Text block:
# # #

If Australia is down under, then we must now be up above. We arrived safely in Nagasaki after a very long and exhausting trip.
In our non-existing Japanese and the waitstaff’s non-existing English we managed to order lunch in a nice fish restaurant across from our hotel. We arrived at 11:30 AM but the rooms are not released until 2 PM. That we travelled more than halfway around the world was apparently no cause for some leniency on this rule. We could have paid our way into our rooms but the restaurant beckoned.
There too was a time constraint; we were 8 minutes ahead of the start of lunch hour but they let us in anyways and served us a nice hot cup of tea. We found all our favorite Japanese dishes (and more) on the menu.
Earlier, what now seems a life time away, We had landed in Tokyo, in a dark and rainy drizzle. It was cold, after LAX. We were glad we brought our warm coats and gloves.
Haneda airport was a new experience for both of us. It is pristine, immaculate and totally sanitary. We wondered whether that makes the Japanese more vulnerable to infections. Many walk around with masks.
Just before landing we were told by the airplane crew that avian flu is back in the news in this part of the world. We had to walk through a temperature detector and over a disinfecting mat. Would it mistake a hot flash for an avian flu risk?
At the domestic airport, equally clean and full of the most polite people, we tried a Japanese breakfast and an American coffee before boarding a half full plane to Nagasaki. As we circled up from the runway that is built like an enormous bridge, sticking out into the harbor, we had a breathtaking view of Tokyo going on forever in each direction. I think we saw Mount Fuji or else a mountain with a Fuji profile.
We flew over a winter landscape southward to Nagasaki. The palm trees and the still flowering bougainvillea hinted at Southern France. But on all the north-facing slopes the pine trees were more than dusted with snow – much like we want Christmas trees to look like – even the palm trees had a light snow cover.

# # #

Data records
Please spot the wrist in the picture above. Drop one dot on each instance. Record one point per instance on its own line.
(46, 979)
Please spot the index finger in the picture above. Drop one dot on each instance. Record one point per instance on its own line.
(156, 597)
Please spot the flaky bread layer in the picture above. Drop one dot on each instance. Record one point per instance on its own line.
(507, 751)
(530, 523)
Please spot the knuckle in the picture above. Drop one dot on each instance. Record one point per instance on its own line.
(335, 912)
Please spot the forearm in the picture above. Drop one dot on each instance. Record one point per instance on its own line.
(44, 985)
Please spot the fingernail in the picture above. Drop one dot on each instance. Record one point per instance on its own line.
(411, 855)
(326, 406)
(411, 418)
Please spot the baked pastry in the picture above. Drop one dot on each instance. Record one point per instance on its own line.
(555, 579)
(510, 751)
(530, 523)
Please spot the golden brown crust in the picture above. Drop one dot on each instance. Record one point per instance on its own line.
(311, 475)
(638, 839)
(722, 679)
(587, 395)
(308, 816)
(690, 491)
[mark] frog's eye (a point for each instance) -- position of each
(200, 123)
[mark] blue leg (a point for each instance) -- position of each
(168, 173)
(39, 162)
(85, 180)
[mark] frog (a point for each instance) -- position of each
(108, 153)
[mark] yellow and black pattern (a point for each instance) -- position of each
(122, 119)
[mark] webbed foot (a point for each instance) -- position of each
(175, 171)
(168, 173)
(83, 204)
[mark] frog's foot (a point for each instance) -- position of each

# # #

Exercise requirements: Continue the travel account of the trip to Nagasaki from where it stops, picking up after the sentence about the palm trees under a light snow cover.

Response to this task:
A colleague of my friend, host and ex-colleague waited for us at the bus stop, hailed a taxi to take us to the hotel and pointed us to the fish restaurant after which she bid us farewell to return to the university.
Still to early for check in we took a digestive walk in the hotel’s neighborhood. We are in or near the Chinese quarter. It is decorated festively with lanterns for the Chinese New Year. According to a historical marker this is the old Chinese entertainment quarter. Now it is full of bars, sometimes multiple bars on top of each other. In the olden days (1870s), we learned, there were more than 1400 geishas and prostitutes working here. An ironworks frame over the alley way shows a scene of a gentleman in a pull-rickshaw being taken to his entertainment with shy geishas fanning themselves on the side. Just as I remember from the “Memoirs of a Geisha” movie.
Finally checked in we had hoped we could stick it out till an early bedtime. We thought that we ought to try to stay awake or else we will never get used to being 14 hours ahead of ourselves. But we both succumbed to a deep sleep from which only a phonecall could wake us up. It was Miho who had to sit for a PhD exam and is now ready to party. We are of course totally ready for our next culinary adventure.